╭──

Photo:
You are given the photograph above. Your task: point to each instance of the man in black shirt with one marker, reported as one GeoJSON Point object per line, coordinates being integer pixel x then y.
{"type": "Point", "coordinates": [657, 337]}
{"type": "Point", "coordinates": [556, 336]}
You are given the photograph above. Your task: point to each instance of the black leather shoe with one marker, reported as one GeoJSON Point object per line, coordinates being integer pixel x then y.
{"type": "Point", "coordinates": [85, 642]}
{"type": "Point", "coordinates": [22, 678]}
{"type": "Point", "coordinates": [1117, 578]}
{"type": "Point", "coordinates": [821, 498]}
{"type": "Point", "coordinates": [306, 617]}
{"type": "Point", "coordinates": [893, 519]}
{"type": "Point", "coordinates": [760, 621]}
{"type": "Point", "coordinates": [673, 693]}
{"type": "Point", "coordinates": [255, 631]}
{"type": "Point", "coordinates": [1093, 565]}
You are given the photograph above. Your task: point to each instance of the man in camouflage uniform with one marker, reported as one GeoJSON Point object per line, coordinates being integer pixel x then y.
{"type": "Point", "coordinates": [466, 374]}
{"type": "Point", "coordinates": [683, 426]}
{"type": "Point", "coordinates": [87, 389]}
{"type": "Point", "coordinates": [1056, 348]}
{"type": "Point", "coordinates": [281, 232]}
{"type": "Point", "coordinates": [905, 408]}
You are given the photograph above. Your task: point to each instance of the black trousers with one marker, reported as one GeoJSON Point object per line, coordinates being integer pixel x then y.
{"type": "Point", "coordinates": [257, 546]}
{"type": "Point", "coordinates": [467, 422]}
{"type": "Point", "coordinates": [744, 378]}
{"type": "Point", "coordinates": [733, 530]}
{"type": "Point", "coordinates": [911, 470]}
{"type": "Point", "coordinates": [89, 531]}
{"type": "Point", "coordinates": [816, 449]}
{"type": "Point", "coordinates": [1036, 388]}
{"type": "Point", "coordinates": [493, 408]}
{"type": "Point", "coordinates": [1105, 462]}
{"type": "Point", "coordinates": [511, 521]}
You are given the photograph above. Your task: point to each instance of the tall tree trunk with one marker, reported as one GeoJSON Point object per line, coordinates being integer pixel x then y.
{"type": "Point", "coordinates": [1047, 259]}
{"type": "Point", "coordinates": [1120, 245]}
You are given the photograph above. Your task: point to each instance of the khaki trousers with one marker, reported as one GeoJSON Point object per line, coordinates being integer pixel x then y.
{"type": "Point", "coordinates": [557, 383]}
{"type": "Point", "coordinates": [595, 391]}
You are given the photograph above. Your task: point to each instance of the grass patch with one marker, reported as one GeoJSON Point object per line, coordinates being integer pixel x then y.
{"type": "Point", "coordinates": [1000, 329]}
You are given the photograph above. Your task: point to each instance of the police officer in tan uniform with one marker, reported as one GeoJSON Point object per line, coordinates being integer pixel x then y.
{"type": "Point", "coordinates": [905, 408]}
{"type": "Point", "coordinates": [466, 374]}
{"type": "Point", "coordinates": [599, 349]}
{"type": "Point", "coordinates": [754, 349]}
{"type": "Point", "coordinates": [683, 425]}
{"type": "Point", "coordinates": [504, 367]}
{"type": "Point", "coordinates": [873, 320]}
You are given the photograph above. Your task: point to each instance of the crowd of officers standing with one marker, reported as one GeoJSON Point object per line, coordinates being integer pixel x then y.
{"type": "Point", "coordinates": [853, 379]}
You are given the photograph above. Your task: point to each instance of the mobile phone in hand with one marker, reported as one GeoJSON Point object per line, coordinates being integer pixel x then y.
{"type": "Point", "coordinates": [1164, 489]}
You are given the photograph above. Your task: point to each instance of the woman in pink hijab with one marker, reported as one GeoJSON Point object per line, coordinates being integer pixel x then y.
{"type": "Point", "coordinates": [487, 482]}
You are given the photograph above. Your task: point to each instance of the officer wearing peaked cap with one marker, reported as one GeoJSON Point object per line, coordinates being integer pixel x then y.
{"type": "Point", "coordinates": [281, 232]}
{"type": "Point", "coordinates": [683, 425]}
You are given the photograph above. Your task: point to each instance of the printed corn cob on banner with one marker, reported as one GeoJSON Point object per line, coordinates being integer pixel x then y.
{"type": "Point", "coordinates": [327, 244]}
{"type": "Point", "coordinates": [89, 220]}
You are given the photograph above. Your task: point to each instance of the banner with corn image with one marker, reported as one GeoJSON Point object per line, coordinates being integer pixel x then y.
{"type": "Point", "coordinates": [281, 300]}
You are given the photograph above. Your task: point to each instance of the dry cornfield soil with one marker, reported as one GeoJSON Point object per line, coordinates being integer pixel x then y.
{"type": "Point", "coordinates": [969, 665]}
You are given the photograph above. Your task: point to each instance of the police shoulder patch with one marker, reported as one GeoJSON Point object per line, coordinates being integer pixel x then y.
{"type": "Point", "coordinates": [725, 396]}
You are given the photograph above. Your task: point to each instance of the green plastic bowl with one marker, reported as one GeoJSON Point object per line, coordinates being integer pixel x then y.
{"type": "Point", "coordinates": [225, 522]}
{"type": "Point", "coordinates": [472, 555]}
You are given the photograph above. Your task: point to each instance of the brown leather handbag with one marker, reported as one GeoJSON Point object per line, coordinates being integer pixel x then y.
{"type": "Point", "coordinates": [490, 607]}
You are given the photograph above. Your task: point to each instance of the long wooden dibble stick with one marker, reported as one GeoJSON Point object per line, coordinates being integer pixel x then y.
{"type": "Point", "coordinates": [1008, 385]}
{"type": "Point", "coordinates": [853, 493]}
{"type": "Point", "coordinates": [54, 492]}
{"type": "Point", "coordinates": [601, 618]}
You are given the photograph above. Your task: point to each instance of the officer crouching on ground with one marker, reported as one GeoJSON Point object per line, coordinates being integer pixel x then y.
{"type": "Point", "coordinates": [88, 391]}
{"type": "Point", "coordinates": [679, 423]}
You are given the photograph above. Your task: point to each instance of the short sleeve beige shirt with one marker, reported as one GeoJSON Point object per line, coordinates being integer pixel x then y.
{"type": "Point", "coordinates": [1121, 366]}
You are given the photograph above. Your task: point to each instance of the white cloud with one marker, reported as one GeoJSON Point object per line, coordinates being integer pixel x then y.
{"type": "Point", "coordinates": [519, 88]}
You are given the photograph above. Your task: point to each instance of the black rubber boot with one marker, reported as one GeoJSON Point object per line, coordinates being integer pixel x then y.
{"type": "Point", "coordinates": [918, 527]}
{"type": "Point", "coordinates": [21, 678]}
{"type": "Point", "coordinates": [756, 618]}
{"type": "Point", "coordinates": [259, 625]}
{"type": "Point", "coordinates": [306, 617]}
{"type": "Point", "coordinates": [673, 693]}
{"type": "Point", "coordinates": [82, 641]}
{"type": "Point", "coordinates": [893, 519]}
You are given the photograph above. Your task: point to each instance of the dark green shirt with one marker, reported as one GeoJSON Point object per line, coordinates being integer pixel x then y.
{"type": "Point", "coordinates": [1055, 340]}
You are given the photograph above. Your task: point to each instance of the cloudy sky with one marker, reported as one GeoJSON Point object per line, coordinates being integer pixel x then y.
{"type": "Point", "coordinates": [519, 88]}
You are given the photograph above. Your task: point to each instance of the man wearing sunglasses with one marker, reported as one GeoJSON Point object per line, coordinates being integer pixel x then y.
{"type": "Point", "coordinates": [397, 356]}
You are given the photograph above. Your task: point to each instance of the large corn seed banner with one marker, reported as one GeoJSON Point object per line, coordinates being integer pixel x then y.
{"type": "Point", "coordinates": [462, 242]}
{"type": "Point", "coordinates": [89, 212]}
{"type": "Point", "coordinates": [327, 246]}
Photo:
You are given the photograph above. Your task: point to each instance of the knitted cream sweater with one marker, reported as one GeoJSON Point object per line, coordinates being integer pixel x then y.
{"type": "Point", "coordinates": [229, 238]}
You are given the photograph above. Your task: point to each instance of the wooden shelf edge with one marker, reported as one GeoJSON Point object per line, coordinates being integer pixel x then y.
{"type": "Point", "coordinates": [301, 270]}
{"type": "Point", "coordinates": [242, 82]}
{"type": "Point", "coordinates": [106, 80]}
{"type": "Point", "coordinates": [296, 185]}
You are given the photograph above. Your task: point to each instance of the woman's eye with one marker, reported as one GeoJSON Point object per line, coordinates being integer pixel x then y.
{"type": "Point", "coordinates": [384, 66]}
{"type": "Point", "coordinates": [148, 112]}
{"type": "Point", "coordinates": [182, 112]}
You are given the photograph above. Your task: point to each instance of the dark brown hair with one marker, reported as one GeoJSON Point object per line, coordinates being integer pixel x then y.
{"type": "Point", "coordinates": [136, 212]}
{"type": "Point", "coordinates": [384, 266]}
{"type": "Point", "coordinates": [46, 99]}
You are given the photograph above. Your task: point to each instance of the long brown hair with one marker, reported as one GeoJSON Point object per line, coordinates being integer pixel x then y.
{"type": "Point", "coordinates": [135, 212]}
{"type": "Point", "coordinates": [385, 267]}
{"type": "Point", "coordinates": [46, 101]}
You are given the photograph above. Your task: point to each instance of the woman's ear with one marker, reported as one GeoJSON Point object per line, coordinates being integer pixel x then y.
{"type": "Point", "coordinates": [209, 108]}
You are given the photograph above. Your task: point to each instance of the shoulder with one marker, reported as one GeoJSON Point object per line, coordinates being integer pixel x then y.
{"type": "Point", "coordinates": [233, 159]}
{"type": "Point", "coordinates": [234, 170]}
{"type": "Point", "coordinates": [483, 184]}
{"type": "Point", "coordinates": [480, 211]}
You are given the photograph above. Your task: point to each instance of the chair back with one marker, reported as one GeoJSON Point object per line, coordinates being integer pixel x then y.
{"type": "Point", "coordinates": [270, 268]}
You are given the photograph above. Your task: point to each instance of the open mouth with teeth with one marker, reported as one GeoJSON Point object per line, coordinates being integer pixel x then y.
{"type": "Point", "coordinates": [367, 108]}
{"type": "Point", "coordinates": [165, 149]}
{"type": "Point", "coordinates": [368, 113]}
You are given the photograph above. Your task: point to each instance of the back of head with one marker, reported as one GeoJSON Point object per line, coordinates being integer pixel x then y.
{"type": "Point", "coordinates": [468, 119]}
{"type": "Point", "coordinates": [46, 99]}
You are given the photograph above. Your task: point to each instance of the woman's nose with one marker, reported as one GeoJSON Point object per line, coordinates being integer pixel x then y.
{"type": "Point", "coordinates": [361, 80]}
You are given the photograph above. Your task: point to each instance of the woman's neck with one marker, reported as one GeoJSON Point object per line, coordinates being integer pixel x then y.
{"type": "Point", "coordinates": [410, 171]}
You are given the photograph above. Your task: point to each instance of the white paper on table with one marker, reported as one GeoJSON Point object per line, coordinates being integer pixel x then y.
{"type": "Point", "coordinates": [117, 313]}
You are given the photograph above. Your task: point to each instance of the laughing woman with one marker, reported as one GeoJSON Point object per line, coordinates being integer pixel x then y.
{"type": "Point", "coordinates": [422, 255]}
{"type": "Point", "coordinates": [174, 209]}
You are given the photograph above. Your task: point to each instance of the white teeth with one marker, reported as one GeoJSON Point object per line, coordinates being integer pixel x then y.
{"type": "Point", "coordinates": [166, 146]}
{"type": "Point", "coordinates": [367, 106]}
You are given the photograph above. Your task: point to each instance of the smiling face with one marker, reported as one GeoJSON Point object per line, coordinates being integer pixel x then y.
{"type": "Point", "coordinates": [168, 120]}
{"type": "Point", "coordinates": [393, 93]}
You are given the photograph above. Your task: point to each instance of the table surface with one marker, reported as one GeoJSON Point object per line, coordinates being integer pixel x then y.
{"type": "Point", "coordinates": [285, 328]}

╰──

Reproduce the lines from the one containing "of the back" through the last line, inclusive, and swap every "marker" for "pin". Leave everything else in them unchanged.

You are given the photograph above. Your task: point to each instance of the back of head with one pin, reported as one GeoJSON Point object per line, coordinates being integer pixel x then y.
{"type": "Point", "coordinates": [468, 119]}
{"type": "Point", "coordinates": [46, 99]}
You are given the photograph above. Your task: point to each instance of the woman's nose with one pin, reported as one GeoJSON Point object per line, coordinates being integer pixel x then y.
{"type": "Point", "coordinates": [361, 80]}
You are given the photograph above. Your task: point to each instance of the woman's neck with one pin, reported as one GeoJSON Point object per line, coordinates being integer pixel x then y.
{"type": "Point", "coordinates": [410, 171]}
You are given the photograph above. Your task: point to each instance of the white paper on table with one pin, reported as one GeoJSON Point object per line, coordinates being integer pixel x then y.
{"type": "Point", "coordinates": [117, 313]}
You are given the photograph above. Your task: point to each instance of the laughing woman with one pin, reported as one GeoJSON Point object per line, coordinates being integer pixel x then y.
{"type": "Point", "coordinates": [422, 255]}
{"type": "Point", "coordinates": [174, 209]}
You are given the photograph above. Your task: point to each instance of the white teeth with one pin, reported as one GeoJSON Point object per line, coordinates being integer pixel x then y.
{"type": "Point", "coordinates": [166, 146]}
{"type": "Point", "coordinates": [367, 106]}
You are given the photograph above. Your task: point to each instance of the smiling face with one pin, reported as one GeoJSON Point object per line, coordinates being integer pixel x then y.
{"type": "Point", "coordinates": [168, 120]}
{"type": "Point", "coordinates": [393, 93]}
You are given the photograph above. Your task: point to each instance of the table surface with one pin, reported as one GeoJSON Point object per line, coordinates being integer pixel x then y.
{"type": "Point", "coordinates": [285, 328]}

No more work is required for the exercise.